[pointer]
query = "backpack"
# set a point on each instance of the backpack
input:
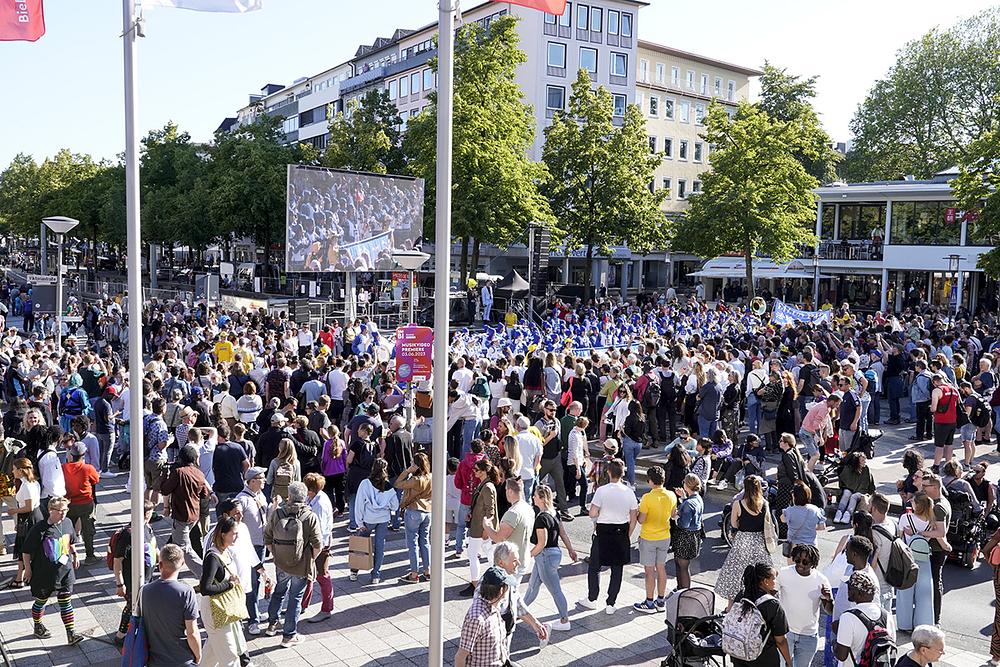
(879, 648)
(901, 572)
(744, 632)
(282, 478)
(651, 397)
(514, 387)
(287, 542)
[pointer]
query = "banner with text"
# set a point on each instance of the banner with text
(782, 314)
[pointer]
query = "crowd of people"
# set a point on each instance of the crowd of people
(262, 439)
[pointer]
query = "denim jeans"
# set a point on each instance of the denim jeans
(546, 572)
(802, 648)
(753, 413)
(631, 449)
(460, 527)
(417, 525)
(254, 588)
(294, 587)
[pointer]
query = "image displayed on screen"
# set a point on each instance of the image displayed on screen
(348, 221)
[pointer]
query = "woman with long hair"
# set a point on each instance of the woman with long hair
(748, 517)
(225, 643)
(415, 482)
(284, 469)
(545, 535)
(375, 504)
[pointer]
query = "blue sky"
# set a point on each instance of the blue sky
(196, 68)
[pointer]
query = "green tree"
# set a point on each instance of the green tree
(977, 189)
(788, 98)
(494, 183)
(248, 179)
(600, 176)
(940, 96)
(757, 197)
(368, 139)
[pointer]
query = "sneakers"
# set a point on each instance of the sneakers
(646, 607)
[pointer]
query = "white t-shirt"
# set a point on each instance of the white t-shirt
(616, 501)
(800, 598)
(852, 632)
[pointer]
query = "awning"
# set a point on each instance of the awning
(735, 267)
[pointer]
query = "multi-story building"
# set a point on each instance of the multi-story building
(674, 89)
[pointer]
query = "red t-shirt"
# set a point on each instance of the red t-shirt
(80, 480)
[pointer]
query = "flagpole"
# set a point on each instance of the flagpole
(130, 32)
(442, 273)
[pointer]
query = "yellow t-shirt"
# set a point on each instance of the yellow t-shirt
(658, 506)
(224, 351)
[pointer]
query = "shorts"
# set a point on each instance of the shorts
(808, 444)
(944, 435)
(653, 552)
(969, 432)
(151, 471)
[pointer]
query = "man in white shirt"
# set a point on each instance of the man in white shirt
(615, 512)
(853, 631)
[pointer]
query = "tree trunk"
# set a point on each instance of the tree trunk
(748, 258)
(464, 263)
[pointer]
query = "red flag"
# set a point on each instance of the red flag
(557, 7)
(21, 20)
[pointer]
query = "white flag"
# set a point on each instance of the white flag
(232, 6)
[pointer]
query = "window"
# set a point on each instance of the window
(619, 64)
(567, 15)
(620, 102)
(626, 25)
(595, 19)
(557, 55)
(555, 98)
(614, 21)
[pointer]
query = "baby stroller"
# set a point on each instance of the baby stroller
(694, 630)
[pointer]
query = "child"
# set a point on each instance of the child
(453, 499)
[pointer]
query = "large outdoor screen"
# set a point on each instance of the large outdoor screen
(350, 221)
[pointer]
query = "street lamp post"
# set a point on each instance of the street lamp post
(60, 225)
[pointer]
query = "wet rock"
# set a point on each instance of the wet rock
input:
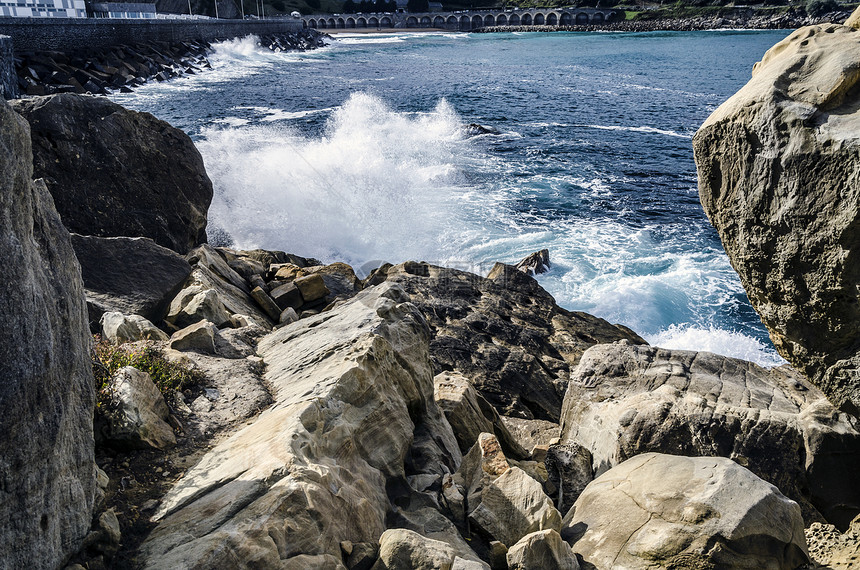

_What the task requires_: Locate and copy every line in the entries above that contains the string "flagpole", treating uppercase and lowercase as different.

_Exercise answer_:
query = "flagpole"
# set a point on each instance of the flagpole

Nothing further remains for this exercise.